Source rows
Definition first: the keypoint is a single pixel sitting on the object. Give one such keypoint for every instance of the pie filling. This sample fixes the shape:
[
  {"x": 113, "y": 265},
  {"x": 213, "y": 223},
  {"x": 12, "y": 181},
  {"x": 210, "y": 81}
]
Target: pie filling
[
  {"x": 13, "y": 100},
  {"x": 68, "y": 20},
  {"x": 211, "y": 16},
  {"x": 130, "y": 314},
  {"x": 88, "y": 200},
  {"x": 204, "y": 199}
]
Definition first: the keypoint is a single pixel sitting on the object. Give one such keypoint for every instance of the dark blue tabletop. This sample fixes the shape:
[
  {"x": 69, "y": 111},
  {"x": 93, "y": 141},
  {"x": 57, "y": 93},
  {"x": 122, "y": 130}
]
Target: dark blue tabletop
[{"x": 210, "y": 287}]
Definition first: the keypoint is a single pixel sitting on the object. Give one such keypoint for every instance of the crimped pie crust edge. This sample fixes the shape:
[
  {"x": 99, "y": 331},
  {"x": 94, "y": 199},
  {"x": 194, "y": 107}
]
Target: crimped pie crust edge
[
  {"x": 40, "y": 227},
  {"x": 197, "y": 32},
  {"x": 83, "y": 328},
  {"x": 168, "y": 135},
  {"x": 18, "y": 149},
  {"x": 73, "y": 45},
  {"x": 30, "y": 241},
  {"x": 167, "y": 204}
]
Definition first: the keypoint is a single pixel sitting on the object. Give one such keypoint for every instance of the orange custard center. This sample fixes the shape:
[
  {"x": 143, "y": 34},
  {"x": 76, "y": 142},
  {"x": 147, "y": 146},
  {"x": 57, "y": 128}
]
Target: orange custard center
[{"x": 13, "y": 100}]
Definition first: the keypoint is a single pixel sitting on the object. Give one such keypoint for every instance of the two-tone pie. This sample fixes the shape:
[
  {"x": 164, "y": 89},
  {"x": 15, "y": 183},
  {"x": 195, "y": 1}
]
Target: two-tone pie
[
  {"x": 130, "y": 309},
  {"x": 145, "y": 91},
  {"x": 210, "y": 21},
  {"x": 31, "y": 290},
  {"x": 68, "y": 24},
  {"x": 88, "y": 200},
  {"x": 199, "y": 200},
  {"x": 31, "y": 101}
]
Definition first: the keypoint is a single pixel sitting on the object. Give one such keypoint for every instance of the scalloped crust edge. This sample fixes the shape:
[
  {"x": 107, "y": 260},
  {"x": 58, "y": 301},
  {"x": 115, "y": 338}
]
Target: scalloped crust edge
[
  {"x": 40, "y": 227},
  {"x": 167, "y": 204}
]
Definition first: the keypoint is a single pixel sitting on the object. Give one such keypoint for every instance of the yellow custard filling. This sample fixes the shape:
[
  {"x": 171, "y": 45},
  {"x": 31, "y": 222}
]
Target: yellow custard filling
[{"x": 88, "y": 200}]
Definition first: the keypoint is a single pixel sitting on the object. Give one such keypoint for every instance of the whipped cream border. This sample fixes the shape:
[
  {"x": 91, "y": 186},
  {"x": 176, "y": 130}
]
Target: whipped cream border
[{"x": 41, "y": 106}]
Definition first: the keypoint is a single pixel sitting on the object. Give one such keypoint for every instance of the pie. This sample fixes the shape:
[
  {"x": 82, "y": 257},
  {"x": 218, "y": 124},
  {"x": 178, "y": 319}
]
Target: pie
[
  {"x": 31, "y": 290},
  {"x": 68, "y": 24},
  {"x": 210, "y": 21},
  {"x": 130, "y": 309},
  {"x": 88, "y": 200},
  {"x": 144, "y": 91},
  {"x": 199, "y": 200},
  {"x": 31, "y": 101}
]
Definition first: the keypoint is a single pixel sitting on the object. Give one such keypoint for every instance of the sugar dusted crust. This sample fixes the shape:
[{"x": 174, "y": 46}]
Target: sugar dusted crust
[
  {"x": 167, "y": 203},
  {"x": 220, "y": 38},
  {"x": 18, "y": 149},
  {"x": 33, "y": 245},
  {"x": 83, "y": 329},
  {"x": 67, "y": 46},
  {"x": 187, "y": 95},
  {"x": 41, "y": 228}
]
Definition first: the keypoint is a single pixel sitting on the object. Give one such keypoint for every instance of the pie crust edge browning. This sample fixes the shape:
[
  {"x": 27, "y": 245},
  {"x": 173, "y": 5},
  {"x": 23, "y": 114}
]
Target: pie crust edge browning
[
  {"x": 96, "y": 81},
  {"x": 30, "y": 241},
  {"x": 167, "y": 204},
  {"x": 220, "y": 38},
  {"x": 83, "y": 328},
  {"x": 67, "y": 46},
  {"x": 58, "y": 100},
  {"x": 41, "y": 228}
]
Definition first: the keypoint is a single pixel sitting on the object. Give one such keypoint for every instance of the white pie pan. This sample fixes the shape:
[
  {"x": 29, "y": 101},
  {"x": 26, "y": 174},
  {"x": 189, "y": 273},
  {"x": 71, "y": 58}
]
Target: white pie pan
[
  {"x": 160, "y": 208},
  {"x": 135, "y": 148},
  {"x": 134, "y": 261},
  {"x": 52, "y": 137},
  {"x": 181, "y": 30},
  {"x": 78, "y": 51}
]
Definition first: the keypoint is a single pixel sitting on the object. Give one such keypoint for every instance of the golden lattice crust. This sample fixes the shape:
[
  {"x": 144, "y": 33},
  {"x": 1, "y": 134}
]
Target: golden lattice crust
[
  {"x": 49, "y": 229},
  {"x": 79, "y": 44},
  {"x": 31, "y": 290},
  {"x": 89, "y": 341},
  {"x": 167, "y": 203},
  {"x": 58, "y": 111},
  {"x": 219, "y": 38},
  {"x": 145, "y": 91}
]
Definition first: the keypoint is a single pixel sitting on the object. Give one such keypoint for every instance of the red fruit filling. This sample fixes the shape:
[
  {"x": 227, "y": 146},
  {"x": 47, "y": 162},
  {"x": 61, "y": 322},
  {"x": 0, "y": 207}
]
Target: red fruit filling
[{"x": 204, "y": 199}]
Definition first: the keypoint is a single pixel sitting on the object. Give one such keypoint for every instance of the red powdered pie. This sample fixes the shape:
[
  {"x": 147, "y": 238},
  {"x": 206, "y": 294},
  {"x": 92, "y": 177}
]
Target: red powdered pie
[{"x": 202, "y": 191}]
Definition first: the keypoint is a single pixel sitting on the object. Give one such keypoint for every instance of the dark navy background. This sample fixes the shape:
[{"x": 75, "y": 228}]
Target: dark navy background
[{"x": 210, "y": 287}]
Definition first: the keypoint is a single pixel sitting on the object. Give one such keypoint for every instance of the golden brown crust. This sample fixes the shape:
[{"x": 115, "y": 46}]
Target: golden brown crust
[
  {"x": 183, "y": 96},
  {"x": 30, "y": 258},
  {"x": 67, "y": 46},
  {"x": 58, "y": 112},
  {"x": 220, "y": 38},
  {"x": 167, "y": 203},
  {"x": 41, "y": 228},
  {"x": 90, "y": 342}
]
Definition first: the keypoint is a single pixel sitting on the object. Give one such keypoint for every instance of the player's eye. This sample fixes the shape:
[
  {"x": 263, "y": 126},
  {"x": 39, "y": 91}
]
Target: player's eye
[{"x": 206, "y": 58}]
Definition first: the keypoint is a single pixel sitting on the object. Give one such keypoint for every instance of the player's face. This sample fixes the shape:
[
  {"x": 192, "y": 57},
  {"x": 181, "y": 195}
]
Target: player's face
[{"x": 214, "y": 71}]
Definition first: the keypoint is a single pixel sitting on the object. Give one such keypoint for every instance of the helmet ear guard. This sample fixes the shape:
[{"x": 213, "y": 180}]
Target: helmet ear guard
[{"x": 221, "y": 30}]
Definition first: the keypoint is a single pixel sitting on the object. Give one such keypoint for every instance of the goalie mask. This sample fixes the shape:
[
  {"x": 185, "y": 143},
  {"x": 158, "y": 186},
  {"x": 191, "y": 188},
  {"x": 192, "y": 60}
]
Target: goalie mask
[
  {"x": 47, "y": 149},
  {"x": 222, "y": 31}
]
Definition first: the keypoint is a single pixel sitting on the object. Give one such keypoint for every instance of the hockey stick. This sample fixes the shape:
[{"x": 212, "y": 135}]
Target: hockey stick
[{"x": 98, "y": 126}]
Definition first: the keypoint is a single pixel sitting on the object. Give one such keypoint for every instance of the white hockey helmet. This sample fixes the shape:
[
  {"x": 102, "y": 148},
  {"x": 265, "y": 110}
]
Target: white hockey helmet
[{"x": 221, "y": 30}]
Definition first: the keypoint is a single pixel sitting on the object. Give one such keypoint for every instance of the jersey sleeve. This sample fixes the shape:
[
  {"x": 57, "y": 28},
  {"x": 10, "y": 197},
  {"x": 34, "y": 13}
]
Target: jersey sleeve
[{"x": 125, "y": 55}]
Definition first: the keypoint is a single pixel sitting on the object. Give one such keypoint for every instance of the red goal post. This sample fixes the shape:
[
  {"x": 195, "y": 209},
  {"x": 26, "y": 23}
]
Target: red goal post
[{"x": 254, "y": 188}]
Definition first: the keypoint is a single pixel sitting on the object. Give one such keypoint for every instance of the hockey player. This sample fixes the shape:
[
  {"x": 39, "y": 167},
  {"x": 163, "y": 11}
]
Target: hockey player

◆ **Aim**
Copy the rows above word for word, beginning with the line that contains "of the goalie" and running through the last line of the rows.

◆ **Exercise output**
Definition first: the keypoint is a single pixel sitting on the object. Give one such keypoint for every instance of the goalie mask. This sample fixes the shape:
[
  {"x": 185, "y": 143},
  {"x": 158, "y": 186},
  {"x": 191, "y": 188},
  {"x": 192, "y": 60}
]
Target: goalie mask
[
  {"x": 47, "y": 149},
  {"x": 222, "y": 31}
]
Definition first: the keypoint is a single pixel sitting on the object. Give one such keypoint for every instance of the hockey stick. This sample fixes the shape:
[{"x": 212, "y": 135}]
Target: hockey stick
[{"x": 98, "y": 126}]
Definition first: the keypoint is a single pixel sitting on the object. Give one such keypoint for every instance of the white hockey helmet. This sample fixes the shape:
[
  {"x": 102, "y": 148},
  {"x": 265, "y": 110}
]
Target: white hockey helmet
[{"x": 221, "y": 30}]
Definition first: the keypoint is a single pixel sitting on the object. Give one such keypoint for every instance of the jersey sleeve. This sample fixes the shape:
[
  {"x": 57, "y": 28},
  {"x": 10, "y": 197},
  {"x": 34, "y": 13}
]
Target: jersey sleeve
[{"x": 125, "y": 55}]
Definition first: the keypoint is a single pixel sitting on the object. Give one such keypoint for every instance of the red goal post. This sample fixes the shape:
[
  {"x": 195, "y": 209},
  {"x": 26, "y": 23}
]
Target: red goal post
[{"x": 254, "y": 188}]
Definition first: the keypoint is a single pixel sitting on the object. Give one such keypoint for every instance of the hockey player. This sample fixes the shape:
[
  {"x": 39, "y": 167},
  {"x": 163, "y": 11}
]
Target: hockey player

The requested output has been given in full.